* _Data to process_

•••

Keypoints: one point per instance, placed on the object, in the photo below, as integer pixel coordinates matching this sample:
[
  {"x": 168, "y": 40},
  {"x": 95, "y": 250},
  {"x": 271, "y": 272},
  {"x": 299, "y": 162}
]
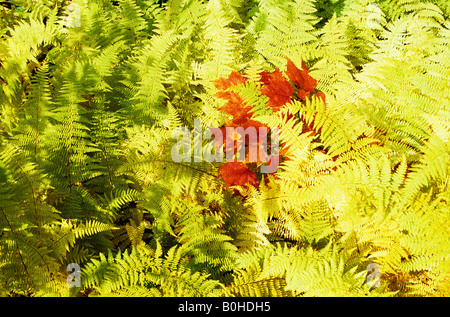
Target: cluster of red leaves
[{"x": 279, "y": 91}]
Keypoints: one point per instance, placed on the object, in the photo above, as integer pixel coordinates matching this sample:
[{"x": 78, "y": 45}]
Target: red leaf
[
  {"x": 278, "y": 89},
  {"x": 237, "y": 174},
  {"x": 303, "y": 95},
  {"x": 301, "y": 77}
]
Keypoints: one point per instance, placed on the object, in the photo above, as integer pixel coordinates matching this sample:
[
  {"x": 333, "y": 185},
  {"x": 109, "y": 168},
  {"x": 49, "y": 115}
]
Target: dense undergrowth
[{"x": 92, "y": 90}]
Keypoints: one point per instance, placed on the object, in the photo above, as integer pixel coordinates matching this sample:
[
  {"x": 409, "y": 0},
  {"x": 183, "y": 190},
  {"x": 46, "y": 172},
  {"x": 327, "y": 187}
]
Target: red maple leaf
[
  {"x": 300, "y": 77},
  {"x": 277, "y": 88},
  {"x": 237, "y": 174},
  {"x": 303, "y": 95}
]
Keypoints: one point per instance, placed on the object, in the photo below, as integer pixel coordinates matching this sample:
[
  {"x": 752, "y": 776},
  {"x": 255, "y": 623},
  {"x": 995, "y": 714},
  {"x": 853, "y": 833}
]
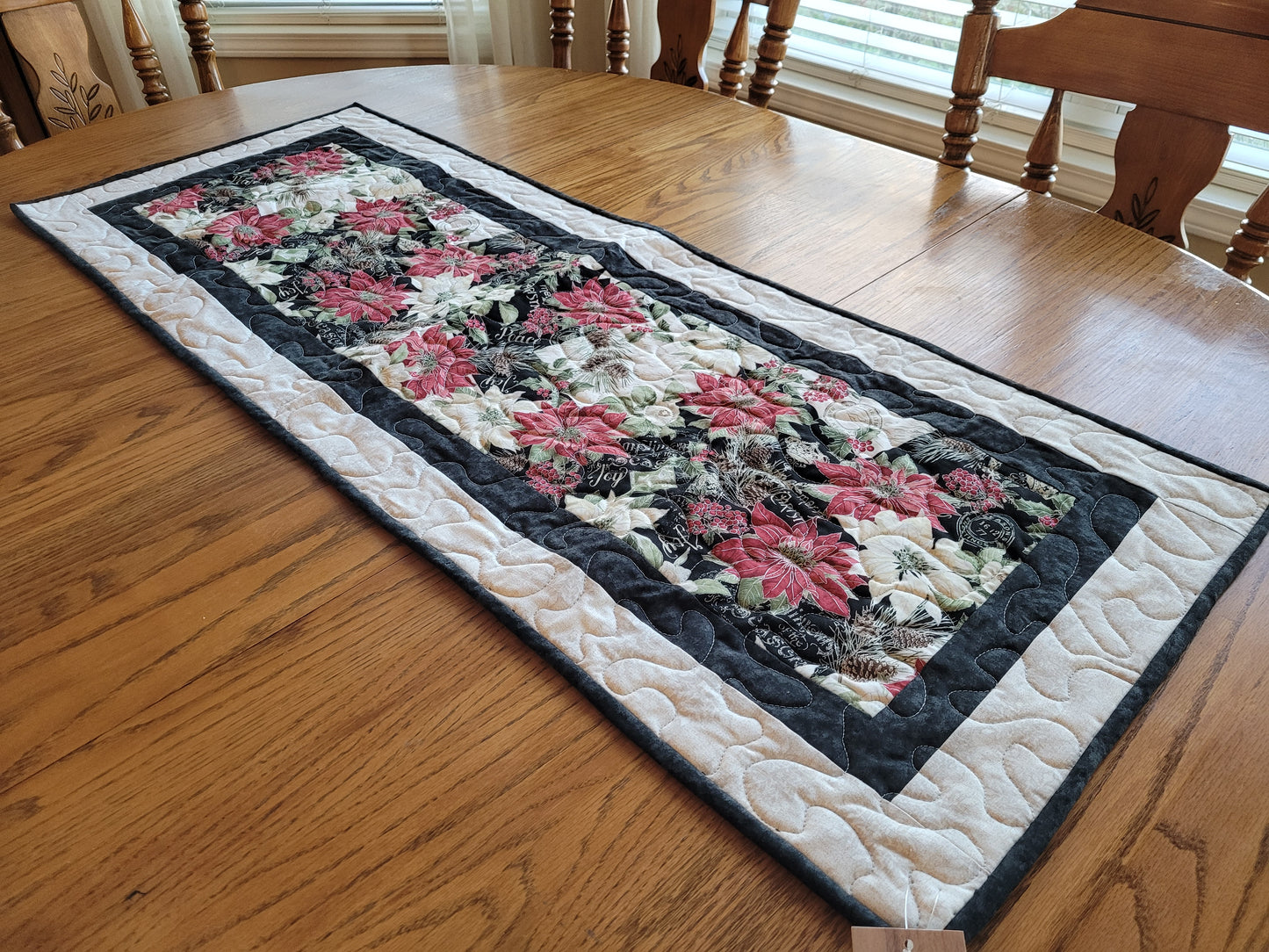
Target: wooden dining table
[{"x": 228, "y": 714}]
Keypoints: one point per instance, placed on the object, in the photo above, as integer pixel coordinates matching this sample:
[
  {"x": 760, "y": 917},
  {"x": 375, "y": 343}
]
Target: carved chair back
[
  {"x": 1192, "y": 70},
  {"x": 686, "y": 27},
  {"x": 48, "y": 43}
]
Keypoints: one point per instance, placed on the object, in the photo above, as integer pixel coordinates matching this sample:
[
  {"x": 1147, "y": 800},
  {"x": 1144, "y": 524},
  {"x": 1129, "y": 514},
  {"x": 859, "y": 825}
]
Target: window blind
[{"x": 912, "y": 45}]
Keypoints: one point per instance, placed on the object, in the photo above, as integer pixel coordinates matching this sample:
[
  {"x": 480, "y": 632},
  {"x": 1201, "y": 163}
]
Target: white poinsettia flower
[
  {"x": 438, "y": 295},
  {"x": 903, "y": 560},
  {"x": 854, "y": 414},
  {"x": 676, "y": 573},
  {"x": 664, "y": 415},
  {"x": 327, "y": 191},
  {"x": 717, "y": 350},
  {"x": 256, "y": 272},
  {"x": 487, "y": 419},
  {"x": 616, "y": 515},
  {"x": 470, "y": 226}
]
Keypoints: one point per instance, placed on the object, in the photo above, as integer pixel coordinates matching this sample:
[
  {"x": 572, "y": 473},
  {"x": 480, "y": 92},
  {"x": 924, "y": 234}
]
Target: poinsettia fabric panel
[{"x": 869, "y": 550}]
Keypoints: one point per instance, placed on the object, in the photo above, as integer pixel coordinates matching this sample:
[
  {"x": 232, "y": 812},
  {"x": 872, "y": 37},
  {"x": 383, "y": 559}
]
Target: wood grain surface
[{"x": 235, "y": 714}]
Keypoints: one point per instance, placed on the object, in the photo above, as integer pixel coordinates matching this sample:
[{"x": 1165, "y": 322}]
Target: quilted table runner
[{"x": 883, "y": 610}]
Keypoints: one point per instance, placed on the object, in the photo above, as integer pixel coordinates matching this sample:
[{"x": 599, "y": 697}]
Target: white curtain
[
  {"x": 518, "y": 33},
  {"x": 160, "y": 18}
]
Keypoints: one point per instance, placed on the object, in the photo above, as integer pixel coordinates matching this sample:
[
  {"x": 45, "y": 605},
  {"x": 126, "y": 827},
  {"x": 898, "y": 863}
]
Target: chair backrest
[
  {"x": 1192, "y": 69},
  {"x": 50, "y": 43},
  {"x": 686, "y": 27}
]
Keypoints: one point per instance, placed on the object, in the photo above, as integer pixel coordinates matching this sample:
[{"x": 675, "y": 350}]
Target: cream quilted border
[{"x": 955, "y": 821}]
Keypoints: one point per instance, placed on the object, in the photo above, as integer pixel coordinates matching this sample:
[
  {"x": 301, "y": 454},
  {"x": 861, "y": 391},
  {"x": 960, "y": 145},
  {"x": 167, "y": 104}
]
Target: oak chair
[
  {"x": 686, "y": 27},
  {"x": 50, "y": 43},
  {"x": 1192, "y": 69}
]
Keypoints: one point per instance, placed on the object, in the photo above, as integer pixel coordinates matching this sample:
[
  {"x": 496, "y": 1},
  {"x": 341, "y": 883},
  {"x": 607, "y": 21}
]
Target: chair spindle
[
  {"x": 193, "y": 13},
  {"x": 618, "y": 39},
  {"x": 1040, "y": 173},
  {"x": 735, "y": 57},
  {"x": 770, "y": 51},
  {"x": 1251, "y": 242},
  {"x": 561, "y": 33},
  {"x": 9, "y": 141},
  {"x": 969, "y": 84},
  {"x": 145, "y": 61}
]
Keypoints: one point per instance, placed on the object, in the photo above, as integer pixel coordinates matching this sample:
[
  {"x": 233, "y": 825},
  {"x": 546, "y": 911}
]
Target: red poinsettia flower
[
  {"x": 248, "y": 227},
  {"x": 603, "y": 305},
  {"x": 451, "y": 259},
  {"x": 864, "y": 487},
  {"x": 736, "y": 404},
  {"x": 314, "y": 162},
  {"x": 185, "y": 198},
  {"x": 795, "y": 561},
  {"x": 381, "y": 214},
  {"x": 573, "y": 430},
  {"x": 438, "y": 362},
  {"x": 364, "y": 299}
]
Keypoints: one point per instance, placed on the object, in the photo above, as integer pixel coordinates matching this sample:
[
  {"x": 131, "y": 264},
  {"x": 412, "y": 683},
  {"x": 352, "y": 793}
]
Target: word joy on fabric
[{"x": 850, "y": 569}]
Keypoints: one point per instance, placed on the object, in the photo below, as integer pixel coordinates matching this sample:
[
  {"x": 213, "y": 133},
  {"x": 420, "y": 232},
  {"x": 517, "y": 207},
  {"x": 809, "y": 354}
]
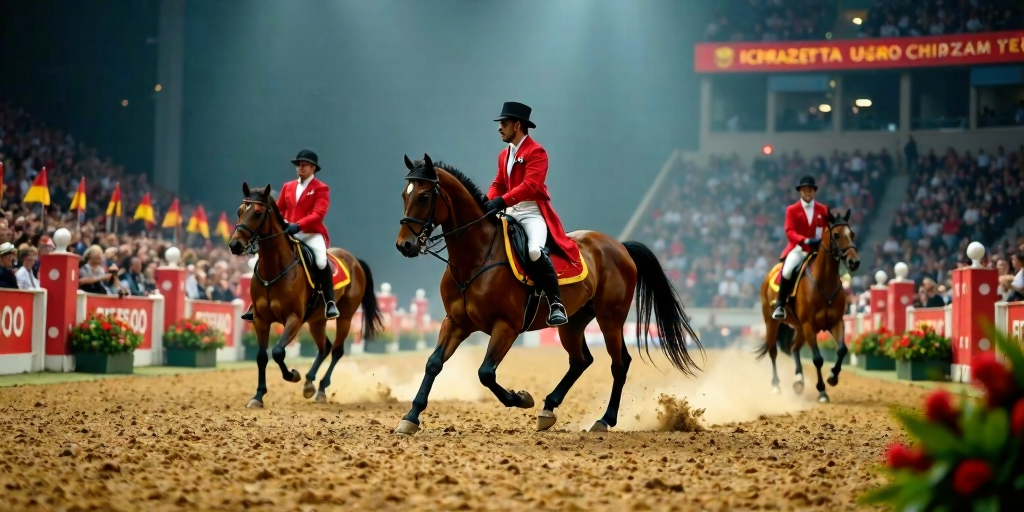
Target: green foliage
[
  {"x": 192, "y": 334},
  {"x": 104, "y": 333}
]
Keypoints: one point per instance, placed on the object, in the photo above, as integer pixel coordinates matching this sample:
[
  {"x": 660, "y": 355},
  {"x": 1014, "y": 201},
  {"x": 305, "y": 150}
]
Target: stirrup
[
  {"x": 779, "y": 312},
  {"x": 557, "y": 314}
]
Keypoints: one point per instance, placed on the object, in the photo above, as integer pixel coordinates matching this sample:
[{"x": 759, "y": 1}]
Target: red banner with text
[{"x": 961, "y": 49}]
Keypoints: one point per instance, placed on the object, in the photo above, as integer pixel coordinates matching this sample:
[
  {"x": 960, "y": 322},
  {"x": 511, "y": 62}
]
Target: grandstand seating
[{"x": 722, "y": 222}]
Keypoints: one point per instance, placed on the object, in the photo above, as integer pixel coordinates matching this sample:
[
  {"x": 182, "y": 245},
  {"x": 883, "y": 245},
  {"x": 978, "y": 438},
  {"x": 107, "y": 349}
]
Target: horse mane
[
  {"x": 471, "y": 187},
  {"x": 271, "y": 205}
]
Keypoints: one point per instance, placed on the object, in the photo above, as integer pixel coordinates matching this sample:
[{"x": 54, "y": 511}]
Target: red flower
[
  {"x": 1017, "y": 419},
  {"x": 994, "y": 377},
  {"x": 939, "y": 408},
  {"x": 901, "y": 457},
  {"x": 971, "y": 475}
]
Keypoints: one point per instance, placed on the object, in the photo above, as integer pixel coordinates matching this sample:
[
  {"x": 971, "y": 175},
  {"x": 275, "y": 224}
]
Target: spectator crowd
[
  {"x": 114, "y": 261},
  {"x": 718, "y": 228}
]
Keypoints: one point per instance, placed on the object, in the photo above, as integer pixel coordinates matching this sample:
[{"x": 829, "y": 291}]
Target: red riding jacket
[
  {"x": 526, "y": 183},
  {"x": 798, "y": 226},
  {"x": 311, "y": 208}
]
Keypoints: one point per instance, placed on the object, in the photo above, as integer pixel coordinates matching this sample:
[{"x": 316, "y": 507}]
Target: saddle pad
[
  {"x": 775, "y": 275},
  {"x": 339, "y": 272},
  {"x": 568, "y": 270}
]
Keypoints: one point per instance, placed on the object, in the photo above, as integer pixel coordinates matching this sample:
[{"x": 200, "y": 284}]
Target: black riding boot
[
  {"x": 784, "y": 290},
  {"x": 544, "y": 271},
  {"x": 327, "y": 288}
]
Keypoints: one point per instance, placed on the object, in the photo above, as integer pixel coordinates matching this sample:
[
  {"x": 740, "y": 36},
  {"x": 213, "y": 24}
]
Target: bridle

•••

* _Exercise prompt_
From the line containing "Target: spectator crowd" through the final line of the listing above, retype every line exactly; leave out everything else.

* _Written reply_
Target: spectator crowd
[
  {"x": 114, "y": 261},
  {"x": 718, "y": 228}
]
Keypoints: one point per instance, placed on the object, in the photo above, as integer pixel coordinates matching this sample:
[{"x": 829, "y": 291}]
Target: red riding jacket
[
  {"x": 526, "y": 183},
  {"x": 798, "y": 226},
  {"x": 311, "y": 208}
]
Keypoints: one point per instance, placed on the object, in the photo above, as integer pixel coordinates matching this sample:
[{"x": 316, "y": 507}]
Target: saddle pad
[
  {"x": 775, "y": 275},
  {"x": 339, "y": 272},
  {"x": 568, "y": 270}
]
Keypoints: one point per instance, placed on the object, in the photo above, as integer pixel coordinates matching this sample:
[{"x": 200, "y": 284}]
Target: black riding boot
[
  {"x": 784, "y": 290},
  {"x": 544, "y": 271},
  {"x": 327, "y": 288}
]
Keypoints: one point per instance, placed on the object, in the photo above, as integer pixel coordinates matching this sample:
[
  {"x": 740, "y": 36},
  {"x": 213, "y": 24}
]
Target: bridle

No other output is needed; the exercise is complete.